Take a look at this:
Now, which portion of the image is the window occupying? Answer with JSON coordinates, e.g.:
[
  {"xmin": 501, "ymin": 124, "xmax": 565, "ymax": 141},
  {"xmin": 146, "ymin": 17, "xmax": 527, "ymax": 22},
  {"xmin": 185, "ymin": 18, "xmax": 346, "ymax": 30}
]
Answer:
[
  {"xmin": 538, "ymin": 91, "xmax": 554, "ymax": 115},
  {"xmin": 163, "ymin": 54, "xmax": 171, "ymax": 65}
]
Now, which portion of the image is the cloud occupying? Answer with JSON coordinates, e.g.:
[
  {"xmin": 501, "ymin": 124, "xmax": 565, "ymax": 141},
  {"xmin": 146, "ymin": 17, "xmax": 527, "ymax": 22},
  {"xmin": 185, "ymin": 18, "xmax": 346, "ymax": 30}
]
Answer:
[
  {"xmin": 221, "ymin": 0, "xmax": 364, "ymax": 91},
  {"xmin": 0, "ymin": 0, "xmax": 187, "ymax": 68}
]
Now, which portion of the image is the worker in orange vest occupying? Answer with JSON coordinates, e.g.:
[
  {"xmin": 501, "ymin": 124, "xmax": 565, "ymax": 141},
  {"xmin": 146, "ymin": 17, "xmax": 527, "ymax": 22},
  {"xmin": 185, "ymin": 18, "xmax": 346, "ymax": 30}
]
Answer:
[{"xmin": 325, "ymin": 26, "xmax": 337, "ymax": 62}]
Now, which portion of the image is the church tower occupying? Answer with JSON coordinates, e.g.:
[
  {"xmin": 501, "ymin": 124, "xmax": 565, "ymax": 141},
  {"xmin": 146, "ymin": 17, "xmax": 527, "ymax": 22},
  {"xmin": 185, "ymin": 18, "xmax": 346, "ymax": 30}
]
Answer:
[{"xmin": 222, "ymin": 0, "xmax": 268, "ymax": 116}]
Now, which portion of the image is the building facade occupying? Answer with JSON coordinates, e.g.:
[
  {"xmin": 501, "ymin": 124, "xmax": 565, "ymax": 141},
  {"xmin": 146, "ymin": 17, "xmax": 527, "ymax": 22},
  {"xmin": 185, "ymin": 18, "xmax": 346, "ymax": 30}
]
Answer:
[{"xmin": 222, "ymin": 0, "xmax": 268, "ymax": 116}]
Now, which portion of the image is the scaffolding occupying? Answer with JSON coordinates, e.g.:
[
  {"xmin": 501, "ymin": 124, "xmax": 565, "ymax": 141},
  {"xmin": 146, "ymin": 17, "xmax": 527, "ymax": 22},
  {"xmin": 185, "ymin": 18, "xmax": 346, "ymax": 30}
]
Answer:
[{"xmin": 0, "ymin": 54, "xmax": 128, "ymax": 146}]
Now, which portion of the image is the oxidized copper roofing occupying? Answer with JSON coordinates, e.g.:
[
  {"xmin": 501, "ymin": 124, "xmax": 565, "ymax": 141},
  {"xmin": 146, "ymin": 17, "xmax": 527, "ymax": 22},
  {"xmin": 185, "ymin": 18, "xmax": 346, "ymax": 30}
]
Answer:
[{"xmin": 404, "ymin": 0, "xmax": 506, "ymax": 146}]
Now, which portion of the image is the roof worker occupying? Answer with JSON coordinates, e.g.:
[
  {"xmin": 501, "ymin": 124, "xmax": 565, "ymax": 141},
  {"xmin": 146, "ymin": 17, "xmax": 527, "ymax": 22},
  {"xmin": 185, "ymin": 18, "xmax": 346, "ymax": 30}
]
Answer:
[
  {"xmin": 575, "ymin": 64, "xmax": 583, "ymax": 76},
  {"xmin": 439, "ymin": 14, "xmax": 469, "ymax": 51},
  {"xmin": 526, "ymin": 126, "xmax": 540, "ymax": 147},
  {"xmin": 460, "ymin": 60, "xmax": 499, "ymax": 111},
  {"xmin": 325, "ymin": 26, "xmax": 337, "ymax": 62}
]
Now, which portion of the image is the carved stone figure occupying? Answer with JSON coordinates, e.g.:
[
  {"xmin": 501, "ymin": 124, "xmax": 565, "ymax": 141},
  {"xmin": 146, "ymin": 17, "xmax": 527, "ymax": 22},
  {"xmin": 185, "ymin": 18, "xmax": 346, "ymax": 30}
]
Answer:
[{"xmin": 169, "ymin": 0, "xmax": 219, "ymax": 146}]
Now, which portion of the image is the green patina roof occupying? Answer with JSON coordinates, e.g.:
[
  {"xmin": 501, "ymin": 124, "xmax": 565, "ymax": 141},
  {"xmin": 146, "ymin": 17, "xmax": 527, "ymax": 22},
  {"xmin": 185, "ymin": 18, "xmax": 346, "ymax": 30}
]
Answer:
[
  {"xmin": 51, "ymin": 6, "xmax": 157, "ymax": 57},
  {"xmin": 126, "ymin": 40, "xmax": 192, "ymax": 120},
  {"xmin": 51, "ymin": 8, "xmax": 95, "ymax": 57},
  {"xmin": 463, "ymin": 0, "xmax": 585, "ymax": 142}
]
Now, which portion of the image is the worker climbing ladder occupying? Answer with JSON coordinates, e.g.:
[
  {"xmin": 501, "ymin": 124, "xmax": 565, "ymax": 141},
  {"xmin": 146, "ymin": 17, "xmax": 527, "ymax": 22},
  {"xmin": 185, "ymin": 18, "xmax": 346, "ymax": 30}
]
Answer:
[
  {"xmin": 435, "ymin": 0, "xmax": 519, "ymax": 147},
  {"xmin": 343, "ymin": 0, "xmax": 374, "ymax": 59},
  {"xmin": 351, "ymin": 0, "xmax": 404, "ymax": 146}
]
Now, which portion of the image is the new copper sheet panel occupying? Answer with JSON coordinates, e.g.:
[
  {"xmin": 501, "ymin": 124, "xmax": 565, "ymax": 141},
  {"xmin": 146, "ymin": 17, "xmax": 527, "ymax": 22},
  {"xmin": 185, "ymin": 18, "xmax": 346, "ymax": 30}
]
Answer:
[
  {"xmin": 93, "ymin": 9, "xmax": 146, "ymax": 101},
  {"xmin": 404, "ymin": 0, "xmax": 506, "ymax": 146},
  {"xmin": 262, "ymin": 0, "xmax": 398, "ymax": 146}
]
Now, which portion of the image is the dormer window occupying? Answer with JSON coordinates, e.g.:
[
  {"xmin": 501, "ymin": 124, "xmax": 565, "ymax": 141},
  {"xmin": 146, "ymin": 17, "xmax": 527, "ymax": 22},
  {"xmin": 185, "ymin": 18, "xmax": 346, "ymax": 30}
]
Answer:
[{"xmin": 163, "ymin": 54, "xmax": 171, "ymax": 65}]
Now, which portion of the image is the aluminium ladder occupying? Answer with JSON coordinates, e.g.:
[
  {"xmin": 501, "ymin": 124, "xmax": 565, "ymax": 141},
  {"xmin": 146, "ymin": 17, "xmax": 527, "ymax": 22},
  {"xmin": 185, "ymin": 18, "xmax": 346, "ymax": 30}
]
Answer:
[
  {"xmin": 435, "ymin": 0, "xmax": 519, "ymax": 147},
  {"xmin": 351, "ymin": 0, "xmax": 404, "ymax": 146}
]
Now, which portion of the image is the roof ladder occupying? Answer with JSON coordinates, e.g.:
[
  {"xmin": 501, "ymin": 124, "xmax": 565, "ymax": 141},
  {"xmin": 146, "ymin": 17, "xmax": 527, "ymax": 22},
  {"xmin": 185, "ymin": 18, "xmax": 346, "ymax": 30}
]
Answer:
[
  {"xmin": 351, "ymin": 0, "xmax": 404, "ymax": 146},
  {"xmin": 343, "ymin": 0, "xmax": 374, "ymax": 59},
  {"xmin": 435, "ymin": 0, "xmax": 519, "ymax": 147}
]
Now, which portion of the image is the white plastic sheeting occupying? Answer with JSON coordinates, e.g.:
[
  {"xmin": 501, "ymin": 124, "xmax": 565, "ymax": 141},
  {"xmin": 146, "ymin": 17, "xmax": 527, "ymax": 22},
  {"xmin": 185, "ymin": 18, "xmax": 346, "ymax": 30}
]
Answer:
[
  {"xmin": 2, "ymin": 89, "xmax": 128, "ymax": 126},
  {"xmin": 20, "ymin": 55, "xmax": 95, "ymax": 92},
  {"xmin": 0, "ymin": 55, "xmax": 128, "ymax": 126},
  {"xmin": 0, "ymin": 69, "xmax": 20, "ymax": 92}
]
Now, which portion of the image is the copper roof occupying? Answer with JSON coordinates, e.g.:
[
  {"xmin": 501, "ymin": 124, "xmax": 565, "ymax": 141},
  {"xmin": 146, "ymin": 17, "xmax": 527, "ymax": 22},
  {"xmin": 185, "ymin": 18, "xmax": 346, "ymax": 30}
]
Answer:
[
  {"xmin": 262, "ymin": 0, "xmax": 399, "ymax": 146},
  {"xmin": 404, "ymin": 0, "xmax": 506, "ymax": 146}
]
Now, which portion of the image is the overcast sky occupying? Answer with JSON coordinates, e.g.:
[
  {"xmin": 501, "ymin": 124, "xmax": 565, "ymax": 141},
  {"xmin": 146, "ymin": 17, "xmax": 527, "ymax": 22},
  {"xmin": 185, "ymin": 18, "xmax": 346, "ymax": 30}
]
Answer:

---

* Challenge:
Copy out the lines from the one containing "Now, which portion of the image is the overcast" through the end of the items above, both ends included, without changing a character.

* Completed exercise:
Now, which portion of the image is the overcast sky occupying? Answer with JSON coordinates, e.g.:
[
  {"xmin": 501, "ymin": 124, "xmax": 565, "ymax": 141},
  {"xmin": 146, "ymin": 17, "xmax": 527, "ymax": 22},
  {"xmin": 185, "ymin": 18, "xmax": 346, "ymax": 30}
]
Answer:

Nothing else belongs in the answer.